Reproduce the forum thread below about encapsulants for thin-film solar modules word for word, from start to finish.

» **SELECTED EXCERPT**
===============

With thin-film technologies taking a large share of the PV market and EVA apparently not being the most popular encapsulant for those technologies, I still can't get a clear answer on what the reason for that is.. Is it because thin film techs require different properties from the encapsulant (higher moisture & electrical resistance?) or just because there is more expertise on using PVB and the other alternatives in the glass-to-glass laminating business?

I would be extremely grateful if anyone could give some clarity on this issue. Any further comments/links on how the use of EVA compares with other encapsulants for the specific technologies of CdTe, CIGS, CIS, a-Si,... is also very welcome!

Comments

  • BB.BB. Super Moderators, Administrators Posts: 29,988 admin
    Re: Module Encapsulation Question

    From what I understand, most (all?) thin film technologies require a much better seal against water and air (oxygen) than normal silicon cell technologies for long life.

    Whether that is the reason for different encapsulation materials or simply the need to reduce costs even further, I do not know.

    -Bill
    Near San Francisco California: 3.5kWatt Grid Tied Solar power system+small backup genset
  • System2System2 Posts: 6,290 admin
    Re: Module Encapsulation Question

    That was my impression also, but then I noticed how often Polyvinyl Butyral (PVB) is used and that seems to have even worse moisture resistance while even being more expensive...

    Do you think it has anything to do with the long curing of EVA or is that no longer a bottleneck these days?

===============

» **DATA RECORDS**

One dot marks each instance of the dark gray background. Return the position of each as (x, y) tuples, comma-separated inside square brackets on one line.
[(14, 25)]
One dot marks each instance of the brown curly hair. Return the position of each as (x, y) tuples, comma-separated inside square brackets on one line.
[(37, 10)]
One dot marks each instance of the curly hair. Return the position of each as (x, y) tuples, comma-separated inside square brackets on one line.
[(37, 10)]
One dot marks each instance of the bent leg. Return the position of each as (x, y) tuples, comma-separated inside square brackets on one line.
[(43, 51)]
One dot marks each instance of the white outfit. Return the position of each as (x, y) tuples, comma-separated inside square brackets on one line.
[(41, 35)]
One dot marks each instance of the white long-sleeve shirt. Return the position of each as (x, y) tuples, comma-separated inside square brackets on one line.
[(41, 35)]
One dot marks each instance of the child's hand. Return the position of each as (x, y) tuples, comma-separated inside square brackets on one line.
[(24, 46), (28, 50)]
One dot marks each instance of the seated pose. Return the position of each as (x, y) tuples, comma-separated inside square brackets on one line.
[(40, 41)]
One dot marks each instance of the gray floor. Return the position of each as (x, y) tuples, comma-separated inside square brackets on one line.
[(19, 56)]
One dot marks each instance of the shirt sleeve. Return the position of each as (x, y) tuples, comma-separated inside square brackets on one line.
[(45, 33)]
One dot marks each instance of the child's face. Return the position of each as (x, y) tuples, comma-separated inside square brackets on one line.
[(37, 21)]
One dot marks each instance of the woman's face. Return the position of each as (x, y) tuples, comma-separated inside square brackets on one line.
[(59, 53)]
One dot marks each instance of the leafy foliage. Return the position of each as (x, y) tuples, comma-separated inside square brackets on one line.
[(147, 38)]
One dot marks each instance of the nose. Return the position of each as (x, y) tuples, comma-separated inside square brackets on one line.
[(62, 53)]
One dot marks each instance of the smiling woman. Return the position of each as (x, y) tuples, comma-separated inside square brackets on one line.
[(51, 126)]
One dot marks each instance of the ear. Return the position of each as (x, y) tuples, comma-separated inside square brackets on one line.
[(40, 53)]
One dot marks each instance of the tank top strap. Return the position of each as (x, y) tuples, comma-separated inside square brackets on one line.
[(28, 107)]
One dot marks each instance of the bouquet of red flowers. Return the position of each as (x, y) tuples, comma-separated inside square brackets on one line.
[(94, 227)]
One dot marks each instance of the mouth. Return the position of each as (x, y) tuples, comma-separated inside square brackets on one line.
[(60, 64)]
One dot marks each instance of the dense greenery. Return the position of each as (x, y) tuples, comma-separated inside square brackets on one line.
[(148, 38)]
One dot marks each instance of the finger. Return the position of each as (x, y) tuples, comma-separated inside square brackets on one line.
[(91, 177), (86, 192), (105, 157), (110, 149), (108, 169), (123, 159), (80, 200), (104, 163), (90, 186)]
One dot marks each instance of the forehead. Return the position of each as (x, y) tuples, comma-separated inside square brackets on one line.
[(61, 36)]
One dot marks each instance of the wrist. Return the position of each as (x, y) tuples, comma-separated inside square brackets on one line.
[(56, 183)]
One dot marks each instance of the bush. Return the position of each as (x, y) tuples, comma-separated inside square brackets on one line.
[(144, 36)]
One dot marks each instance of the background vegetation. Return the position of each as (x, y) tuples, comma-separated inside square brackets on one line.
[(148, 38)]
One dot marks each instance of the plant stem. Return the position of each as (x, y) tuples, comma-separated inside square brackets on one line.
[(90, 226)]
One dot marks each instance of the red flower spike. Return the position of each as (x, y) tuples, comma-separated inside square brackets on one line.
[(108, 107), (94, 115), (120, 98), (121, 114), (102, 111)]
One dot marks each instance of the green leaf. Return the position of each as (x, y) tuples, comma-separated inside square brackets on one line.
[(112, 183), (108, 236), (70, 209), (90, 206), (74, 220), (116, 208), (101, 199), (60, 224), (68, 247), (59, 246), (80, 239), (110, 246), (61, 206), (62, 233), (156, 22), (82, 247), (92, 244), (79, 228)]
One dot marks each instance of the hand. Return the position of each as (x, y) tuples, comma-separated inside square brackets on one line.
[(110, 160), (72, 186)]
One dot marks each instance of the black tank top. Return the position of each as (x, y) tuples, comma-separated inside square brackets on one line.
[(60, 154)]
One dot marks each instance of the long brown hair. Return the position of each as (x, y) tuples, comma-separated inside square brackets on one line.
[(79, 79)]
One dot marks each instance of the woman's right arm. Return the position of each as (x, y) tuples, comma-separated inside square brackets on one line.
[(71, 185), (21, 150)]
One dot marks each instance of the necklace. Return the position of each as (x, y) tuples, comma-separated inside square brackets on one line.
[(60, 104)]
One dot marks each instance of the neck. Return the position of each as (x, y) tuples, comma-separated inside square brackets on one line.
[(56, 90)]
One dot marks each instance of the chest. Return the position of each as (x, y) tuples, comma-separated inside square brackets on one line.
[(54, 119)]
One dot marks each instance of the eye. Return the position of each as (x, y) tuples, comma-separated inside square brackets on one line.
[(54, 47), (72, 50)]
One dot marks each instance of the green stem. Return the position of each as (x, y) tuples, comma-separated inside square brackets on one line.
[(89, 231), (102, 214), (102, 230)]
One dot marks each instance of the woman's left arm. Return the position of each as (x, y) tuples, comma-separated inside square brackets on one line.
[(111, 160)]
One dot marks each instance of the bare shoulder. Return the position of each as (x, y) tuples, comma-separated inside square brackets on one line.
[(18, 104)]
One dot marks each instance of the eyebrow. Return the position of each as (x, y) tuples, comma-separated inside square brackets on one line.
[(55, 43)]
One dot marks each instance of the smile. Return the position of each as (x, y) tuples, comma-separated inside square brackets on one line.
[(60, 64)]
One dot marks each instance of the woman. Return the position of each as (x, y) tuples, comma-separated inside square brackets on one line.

===============

» **RESPONSE BELOW**
With thin-film technologies taking a large share of the PV market and EVA apparently not being the most popular encapsulant for those technologies, I still can't get a clear answer on what the reason for that is.. Is it because thin film techs require different properties from the encapsulant (higher moisture & electrical resistance?) or just because there is more expertise on using PVB and the other alternatives in the glass-to-glass laminating business?

I would be extremely grateful if anyone could give some clarity on this issue. Any further comments/links on how the use of EVA compares with other encapsulants for the specific technologies of CdTe, CIGS, CIS, a-Si,... is also very welcome!

Comments

  • BB.BB. Super Moderators, Administrators Posts: 29,988 admin
    Re: Module Encapsulation Question

    From what I understand, most (all?) thin film technologies require a much better seal against water and air (oxygen) than normal silicon cell technologies for long life.

    Whether that is the reason for different encapsulation materials or simply the need to reduce costs even further, I do not know.

    -Bill
    Near San Francisco California: 3.5kWatt Grid Tied Solar power system+small backup genset
  • System2System2 Posts: 6,290 admin
    Re: Module Encapsulation Question

    That was my impression also, but then I noticed how often Polyvinyl Butyral (PVB) is used and that seems to have even worse moisture resistance while even being more expensive...

    Do you think it has anything to do with the long curing of EVA or is that no longer a bottleneck these days?